**Aufgabe:** Gib den folgenden Text über die neue Pastaform vollständig und wortgetreu wieder.
---------- Textauszug
Neue Pastaform: Um den Finger gewickelt
Flavia Valentini hat eine neue Pasta erfunden. Jetzt wurde eine Maschine entwickelt, die ihre „Imbutini“ in Serie formen kann. Sie hat große Pläne.
Der erste Prototyp der Pastamaschine stand in der Garage. „Wie Steve Jobs’ erster Apple-Computer“, erzählt Flavia Valentini. Ansonsten ist ihre Geschichte aber ganz anders.
Angefangen hat sie auf einem Flohmarkt in der Nähe von Ozzano dell’Emilia, einem 14.000-Menschen-Ort in der norditalienischen Region Emilia-Romagna. Valentini stöbert gerne auf dem Markt herum, seit sie ihren Beruf als Krankenschwester aufgegeben hat, um daheim ihren Ehemann zu pflegen. Eines Tages entdeckt sie ein ungewöhnliches Küchengerät, eine Art Teigschneider. An dem langen Holzgriff ist eine Metallwalze angebracht, die kleine Kreise aus dem Teig aussticht. Man sagt ihr, dass man damit Orecchiette, eine süditalienische Pasta, herstellt.
--------------------
---------- Zeilenauszüge
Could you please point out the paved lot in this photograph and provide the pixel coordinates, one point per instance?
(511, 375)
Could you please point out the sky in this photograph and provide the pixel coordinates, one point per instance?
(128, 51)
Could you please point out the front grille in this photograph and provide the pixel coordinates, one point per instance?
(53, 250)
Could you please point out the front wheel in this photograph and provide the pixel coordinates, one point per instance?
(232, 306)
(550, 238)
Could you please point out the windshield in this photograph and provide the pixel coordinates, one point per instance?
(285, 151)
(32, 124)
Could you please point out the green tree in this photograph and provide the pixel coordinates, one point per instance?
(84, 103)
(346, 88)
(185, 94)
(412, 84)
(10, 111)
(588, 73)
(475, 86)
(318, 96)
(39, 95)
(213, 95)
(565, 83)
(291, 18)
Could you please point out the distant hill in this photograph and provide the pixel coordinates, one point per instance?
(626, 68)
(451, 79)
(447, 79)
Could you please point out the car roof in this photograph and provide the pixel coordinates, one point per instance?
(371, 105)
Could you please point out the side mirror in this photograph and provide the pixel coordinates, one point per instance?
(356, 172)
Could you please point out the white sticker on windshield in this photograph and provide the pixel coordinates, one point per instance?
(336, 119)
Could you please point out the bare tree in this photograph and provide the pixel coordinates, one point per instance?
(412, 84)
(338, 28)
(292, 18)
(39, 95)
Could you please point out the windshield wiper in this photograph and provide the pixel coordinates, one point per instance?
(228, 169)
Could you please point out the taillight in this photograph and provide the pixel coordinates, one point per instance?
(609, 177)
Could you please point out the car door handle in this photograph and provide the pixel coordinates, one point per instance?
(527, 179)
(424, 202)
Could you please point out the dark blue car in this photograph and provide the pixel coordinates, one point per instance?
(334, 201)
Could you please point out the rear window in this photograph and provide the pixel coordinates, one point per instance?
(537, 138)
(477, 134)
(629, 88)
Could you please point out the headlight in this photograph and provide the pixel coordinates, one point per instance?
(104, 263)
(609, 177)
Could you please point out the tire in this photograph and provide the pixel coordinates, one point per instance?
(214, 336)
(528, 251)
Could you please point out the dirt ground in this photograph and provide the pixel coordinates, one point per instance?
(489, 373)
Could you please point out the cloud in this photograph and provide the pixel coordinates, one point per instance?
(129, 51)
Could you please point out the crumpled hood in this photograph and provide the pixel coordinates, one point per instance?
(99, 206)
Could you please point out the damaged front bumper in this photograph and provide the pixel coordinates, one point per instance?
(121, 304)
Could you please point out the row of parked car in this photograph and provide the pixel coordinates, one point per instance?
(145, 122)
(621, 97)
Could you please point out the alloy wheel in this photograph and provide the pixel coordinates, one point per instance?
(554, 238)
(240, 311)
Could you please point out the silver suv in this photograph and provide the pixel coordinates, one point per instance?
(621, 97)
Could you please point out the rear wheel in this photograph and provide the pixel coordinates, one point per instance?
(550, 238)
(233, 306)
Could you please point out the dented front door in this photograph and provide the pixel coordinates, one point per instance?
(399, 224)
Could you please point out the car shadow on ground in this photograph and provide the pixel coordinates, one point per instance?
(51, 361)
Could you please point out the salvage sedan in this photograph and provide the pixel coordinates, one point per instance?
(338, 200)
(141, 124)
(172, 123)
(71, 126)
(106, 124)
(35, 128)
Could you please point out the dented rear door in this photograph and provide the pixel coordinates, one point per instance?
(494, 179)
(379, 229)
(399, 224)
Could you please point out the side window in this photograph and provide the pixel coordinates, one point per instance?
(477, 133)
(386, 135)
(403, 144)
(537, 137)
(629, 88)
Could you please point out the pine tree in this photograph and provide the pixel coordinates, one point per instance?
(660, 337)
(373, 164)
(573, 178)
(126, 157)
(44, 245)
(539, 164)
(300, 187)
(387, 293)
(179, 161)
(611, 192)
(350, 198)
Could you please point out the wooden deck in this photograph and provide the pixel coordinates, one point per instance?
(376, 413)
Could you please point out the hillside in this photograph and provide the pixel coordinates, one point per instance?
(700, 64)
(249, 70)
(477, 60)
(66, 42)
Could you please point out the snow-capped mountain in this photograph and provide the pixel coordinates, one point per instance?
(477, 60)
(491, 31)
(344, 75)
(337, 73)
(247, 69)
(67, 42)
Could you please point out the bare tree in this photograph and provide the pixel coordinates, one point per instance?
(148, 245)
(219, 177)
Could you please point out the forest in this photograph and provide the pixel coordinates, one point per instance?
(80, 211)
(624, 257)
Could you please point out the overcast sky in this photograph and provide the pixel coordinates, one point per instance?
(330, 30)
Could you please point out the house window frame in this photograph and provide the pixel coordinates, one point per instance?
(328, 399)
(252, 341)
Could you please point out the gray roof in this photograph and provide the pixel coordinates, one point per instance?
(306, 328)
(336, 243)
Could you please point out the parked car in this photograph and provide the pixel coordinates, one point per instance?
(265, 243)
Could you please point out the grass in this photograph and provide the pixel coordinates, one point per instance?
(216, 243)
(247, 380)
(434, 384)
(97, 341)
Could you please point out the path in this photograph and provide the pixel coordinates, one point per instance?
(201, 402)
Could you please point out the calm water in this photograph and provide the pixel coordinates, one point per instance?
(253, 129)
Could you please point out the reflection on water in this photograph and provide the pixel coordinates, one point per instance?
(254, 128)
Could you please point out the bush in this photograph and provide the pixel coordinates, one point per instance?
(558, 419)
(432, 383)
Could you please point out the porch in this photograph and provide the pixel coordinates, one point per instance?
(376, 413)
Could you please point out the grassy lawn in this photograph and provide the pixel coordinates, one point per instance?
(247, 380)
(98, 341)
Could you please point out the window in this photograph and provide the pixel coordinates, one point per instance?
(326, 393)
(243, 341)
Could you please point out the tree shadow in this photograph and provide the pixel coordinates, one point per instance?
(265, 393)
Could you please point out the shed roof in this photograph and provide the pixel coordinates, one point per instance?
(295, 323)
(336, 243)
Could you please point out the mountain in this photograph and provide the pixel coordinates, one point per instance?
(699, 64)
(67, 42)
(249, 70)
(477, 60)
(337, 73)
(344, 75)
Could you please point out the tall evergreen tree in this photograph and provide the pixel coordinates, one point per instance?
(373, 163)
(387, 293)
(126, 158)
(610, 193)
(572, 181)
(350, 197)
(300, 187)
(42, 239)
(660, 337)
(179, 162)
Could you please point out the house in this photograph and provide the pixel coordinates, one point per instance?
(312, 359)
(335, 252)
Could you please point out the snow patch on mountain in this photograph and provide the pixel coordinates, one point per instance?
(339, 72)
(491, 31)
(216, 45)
--------------------
**Endergebnis:**
Neue Pastaform: Um den Finger gewickelt
Flavia Valentini hat eine neue Pasta erfunden. Jetzt wurde eine Maschine entwickelt, die ihre „Imbutini“ in Serie formen kann. Sie hat große Pläne.
Der erste Prototyp der Pastamaschine stand in der Garage. „Wie Steve Jobs’ erster Apple-Computer“, erzählt Flavia Valentini. Ansonsten ist ihre Geschichte aber ganz anders.
Angefangen hat sie auf einem Flohmarkt in der Nähe von Ozzano dell’Emilia, einem 14.000-Menschen-Ort in der norditalienischen Region Emilia-Romagna. Valentini stöbert gerne auf dem Markt herum, seit sie ihren Beruf als Krankenschwester aufgegeben hat, um daheim ihren Ehemann zu pflegen. Eines Tages entdeckt sie ein ungewöhnliches Küchengerät, eine Art Teigschneider. An dem langen Holzgriff ist eine Metallwalze angebracht, die kleine Kreise aus dem Teig aussticht. Man sagt ihr, dass man damit Orecchiette, eine süditalienische Pasta, herstellt.